[Start of MATERIAL FOR THIS EXERCISE]
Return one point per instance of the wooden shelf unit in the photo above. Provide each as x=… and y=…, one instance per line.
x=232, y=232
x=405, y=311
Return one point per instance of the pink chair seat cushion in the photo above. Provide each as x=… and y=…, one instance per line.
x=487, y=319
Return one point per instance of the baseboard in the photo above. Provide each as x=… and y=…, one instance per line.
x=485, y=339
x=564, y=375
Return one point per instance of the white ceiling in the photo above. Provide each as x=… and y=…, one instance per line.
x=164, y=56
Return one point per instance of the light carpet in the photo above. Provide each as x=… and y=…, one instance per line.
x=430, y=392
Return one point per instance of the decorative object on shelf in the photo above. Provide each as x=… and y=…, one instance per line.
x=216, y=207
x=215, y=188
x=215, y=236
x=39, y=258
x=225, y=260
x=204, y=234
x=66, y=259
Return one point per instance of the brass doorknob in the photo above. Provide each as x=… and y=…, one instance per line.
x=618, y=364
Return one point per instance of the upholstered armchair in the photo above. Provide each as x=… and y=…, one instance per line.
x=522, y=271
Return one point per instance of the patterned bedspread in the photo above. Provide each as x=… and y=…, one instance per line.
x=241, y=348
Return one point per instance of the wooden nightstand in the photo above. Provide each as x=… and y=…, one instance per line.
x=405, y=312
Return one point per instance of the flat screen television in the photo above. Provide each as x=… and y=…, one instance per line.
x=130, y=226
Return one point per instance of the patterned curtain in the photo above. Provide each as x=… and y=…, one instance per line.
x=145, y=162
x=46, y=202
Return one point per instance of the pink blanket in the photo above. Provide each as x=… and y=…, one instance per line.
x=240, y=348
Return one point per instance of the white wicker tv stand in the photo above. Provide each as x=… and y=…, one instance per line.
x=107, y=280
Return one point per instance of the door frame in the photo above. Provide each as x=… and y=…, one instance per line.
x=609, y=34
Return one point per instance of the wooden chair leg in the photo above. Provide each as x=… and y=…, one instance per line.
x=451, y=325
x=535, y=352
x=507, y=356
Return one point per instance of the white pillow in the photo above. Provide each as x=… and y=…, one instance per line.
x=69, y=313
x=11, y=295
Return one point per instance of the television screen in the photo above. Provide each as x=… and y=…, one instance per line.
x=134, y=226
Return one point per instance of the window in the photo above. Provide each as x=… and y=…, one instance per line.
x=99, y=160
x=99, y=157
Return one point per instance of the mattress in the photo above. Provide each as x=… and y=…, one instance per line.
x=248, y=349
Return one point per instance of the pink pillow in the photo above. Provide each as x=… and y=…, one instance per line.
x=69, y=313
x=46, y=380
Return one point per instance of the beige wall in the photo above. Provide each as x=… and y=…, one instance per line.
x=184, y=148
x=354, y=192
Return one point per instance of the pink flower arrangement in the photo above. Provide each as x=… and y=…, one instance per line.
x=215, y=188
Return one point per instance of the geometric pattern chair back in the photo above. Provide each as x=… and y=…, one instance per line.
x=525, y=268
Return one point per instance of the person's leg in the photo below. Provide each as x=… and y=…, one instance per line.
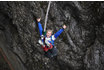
x=54, y=51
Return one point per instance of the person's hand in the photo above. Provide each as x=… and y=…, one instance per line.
x=38, y=19
x=64, y=26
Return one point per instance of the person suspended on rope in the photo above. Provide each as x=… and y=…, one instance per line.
x=47, y=40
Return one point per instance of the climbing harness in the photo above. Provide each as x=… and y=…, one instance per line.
x=46, y=17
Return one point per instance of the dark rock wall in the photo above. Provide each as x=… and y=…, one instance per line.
x=80, y=47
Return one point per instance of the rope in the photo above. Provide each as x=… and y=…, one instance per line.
x=46, y=17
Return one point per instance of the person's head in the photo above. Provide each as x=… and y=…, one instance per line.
x=49, y=33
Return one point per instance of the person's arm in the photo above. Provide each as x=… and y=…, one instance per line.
x=40, y=26
x=60, y=31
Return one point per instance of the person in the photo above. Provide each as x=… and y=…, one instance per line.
x=47, y=41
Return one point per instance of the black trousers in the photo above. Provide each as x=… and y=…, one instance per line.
x=51, y=52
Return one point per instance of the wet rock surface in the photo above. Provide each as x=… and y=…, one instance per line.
x=80, y=46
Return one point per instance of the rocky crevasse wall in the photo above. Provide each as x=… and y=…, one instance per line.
x=80, y=47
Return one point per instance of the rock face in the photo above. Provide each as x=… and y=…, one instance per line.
x=80, y=46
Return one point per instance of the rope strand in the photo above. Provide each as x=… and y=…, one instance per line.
x=46, y=17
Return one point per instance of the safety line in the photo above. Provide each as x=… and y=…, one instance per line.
x=46, y=17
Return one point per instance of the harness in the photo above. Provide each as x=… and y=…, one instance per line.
x=46, y=48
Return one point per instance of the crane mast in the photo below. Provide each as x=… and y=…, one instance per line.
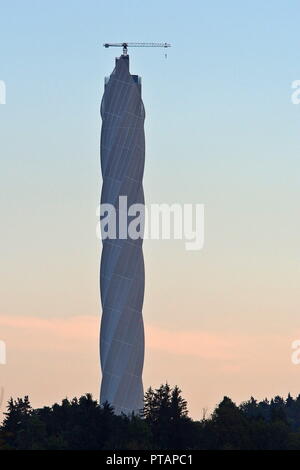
x=125, y=45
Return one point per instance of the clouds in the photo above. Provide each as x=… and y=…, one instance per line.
x=50, y=358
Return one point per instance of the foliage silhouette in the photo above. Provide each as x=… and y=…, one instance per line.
x=162, y=424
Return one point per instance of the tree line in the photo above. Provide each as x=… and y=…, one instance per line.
x=163, y=424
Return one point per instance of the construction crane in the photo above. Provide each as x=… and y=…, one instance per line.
x=125, y=45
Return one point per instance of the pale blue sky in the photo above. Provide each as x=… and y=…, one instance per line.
x=220, y=129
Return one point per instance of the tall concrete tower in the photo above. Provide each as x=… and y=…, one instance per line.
x=122, y=276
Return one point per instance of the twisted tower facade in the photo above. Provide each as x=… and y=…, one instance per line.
x=122, y=278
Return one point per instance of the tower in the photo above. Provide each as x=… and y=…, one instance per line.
x=122, y=276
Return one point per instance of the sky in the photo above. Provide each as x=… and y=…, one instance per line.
x=221, y=130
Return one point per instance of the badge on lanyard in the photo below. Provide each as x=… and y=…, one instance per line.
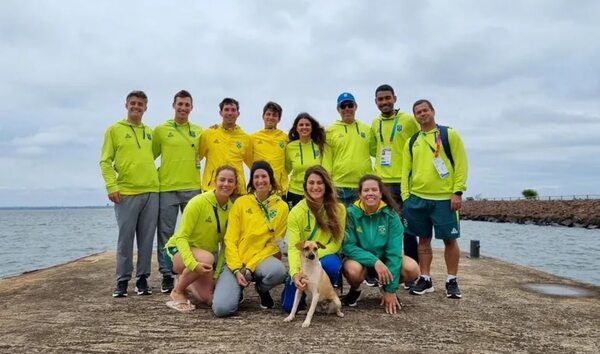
x=386, y=157
x=440, y=166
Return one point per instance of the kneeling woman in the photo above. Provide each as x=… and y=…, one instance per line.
x=256, y=223
x=194, y=248
x=317, y=217
x=373, y=244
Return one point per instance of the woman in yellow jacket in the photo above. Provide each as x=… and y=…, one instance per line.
x=257, y=221
x=195, y=250
x=318, y=217
x=304, y=149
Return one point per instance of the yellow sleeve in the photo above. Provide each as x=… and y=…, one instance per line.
x=107, y=157
x=232, y=236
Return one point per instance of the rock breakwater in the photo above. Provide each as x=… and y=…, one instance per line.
x=571, y=213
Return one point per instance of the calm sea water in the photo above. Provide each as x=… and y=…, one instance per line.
x=38, y=238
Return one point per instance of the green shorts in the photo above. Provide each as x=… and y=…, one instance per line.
x=424, y=214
[End of MATERIAL FOR THIS EXERCISE]
[DIRECTIVE] Reproduce the data starting with the line containing "Return one point per instance of the pink blanket" and continuing through the line containing "x=107, y=280", keeping each request line as it is and adding 10 to every x and y coordinate in the answers.

[OUTPUT]
Return one point per instance of the pink blanket in the photo above. Provide each as x=… and y=…, one instance per line.
x=250, y=358
Return one point per instance of the white wicker tv stand in the photo above. Provide each as x=… and y=…, one instance per line.
x=117, y=290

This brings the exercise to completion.